One very humorous skit is about the upcoming elections, and people howl as the character of a fat Nepali Congress candidate swaggers around the stage, blustering fake promises to some peasants. Then the next skit moves the crowd into a harsher reality. There is a scene between a young people’s army guerrilla and his mother and father. The parents are very sad because their son is leaving to fight in the People’s War and they are afraid he will be killed. But the son tells them he must go into combat for the people and that they shouldn’t worry. I start to hear quiet sniffling behind me and at the end of the skit I look around and see many people crying. For them, the scene is so very real and immediate.

The program is entertaining and full of powerful themes that weave in and out of lyrics, dance moves and skit dialogue. The crowd is really having a good time and I really see how these cultural programs lift people’s revolutionary spirits and provide collective strength.

In between acts, the MC names people in the crowd who have given five or ten rupee donations. After each announcement the crowd claps and cheers. These are very poor peasants and the donations are small–less than 10 cents. But this is yet another way the masses support the people’s army and some of this money also goes to the families of revolutionary martyrs.

» **Data for processing**
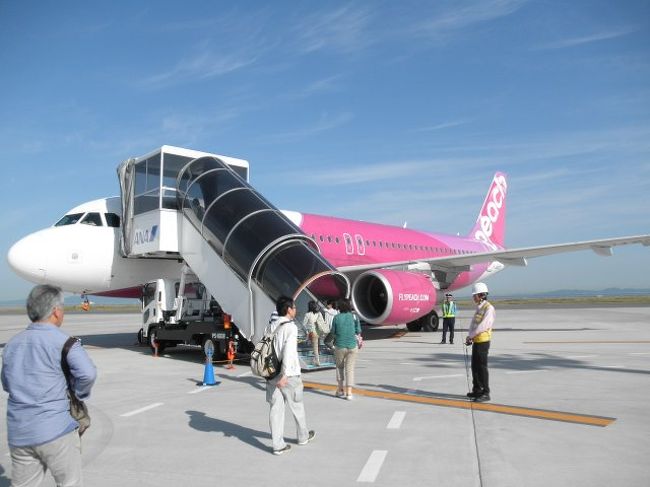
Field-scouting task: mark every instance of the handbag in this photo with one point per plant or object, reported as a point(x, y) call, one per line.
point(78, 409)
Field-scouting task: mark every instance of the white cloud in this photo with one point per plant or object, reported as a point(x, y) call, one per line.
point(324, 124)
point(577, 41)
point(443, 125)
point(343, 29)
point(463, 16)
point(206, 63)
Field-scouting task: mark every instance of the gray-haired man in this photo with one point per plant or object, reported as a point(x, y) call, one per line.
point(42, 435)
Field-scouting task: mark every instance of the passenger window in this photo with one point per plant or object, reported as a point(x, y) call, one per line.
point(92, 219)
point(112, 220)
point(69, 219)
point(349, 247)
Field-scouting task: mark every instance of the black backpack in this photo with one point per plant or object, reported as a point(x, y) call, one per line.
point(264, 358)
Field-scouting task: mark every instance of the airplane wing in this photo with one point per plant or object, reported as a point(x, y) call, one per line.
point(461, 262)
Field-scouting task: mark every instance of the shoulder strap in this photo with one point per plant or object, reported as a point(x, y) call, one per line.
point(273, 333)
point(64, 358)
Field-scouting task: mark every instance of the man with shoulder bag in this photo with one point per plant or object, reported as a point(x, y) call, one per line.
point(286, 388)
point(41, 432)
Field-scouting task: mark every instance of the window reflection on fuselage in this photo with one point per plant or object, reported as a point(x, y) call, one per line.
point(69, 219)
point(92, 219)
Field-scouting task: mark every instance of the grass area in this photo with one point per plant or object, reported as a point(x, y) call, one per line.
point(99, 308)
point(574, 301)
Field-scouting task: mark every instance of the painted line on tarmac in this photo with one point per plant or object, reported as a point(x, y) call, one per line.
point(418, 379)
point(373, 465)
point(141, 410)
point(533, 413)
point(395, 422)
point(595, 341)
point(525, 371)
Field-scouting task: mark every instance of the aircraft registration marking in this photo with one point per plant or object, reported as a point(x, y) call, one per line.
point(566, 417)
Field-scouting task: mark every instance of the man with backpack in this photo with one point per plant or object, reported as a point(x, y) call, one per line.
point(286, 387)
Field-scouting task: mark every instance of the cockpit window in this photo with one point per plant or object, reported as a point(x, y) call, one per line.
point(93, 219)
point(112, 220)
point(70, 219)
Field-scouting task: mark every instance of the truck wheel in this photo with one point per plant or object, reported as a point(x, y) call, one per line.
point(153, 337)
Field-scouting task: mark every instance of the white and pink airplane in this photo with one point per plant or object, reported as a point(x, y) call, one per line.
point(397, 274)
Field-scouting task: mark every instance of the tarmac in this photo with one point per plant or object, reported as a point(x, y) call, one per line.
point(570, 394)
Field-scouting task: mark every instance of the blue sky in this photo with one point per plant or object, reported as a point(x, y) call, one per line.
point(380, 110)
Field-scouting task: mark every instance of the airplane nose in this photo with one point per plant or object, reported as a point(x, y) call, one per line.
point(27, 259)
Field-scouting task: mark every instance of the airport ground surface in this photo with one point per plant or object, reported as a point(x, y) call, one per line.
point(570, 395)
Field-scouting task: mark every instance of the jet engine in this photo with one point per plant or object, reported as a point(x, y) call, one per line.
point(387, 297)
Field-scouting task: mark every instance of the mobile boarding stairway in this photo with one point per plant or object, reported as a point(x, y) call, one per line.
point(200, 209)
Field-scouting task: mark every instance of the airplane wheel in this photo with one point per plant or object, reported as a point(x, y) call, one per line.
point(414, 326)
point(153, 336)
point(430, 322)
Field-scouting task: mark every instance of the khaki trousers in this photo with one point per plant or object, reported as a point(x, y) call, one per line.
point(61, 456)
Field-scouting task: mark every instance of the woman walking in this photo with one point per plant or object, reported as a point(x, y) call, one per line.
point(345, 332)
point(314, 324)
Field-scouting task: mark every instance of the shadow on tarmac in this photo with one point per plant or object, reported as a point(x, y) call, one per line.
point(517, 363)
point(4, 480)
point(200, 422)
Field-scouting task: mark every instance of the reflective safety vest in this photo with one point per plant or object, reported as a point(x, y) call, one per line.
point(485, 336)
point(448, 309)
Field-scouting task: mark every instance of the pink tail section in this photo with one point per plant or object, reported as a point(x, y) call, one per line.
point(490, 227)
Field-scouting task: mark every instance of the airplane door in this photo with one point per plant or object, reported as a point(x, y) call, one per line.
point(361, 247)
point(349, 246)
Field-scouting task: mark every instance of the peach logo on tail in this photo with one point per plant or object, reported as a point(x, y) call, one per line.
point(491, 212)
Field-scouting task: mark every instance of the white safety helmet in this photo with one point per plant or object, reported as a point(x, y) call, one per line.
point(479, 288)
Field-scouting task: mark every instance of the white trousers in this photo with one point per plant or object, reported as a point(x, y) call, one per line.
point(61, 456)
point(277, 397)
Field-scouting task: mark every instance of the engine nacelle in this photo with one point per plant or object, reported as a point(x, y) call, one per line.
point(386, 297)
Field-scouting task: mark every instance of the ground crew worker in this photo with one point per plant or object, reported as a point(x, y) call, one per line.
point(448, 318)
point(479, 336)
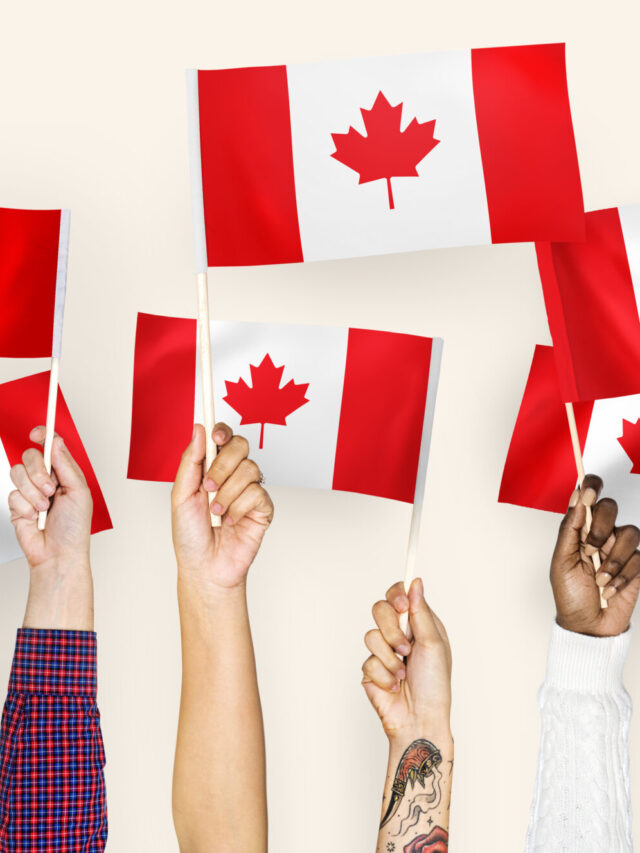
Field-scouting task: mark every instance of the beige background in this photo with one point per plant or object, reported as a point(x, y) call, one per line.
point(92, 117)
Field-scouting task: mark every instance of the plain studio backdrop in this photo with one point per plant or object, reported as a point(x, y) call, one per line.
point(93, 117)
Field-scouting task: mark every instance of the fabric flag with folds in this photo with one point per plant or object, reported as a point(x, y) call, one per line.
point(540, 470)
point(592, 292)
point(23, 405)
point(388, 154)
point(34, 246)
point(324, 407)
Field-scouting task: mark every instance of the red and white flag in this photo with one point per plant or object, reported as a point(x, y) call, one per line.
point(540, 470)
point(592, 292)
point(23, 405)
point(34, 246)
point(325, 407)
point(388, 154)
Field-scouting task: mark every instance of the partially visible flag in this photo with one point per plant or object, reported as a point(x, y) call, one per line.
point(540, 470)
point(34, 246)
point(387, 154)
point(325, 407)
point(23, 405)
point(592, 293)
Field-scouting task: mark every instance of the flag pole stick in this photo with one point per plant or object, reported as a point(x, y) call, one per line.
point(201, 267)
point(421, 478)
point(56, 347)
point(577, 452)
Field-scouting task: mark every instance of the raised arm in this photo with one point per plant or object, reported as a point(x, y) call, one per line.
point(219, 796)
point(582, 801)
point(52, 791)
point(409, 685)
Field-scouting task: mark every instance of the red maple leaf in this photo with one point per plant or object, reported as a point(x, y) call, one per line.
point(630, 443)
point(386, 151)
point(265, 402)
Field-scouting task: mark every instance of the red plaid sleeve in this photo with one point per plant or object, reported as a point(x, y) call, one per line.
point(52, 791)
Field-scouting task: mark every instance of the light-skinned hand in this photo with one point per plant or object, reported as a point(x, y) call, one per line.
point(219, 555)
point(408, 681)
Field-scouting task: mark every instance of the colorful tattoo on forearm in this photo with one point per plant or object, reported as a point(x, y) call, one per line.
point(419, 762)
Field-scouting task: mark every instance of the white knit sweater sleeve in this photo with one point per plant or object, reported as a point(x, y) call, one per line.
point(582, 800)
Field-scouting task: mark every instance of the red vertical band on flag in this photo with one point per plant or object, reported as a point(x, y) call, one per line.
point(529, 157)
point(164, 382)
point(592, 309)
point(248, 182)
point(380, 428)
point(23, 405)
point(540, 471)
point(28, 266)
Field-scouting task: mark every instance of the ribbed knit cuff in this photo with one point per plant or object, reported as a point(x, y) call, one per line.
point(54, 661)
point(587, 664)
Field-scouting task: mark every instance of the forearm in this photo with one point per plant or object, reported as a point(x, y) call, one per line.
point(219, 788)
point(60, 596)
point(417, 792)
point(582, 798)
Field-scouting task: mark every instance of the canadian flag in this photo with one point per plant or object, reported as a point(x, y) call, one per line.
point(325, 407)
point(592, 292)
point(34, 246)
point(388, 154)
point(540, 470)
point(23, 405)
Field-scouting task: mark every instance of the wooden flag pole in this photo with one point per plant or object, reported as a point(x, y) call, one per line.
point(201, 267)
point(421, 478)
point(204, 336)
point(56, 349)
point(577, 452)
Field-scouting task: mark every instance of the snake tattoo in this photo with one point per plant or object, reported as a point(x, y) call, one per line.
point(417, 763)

» **Required actions**
a. Please condense the paragraph of the excerpted passage that begins "In between acts" into two sentences that keep its main facts.
b. Report every line of the listing that contains the string "pink".
The listing is unrelated to the excerpted passage.

» **Worked solutions**
a. Between acts, the MC names crowd members who gave five or ten rupees, and the crowd claps and cheers after each name. The donors are very poor peasants giving less than 10 cents, but this is another way the masses support the people's army, and some of the money goes to the families of revolutionary martyrs.

b.
Field-scouting task: mark every instance of the white and pink airplane in this photo with one point per plant or object, reported as a point(x, y) call, one per line.
Field-scouting task: mark every instance of the pink tail section in this photo with one point per plant or object, reported as a point(x, y) call, one per line.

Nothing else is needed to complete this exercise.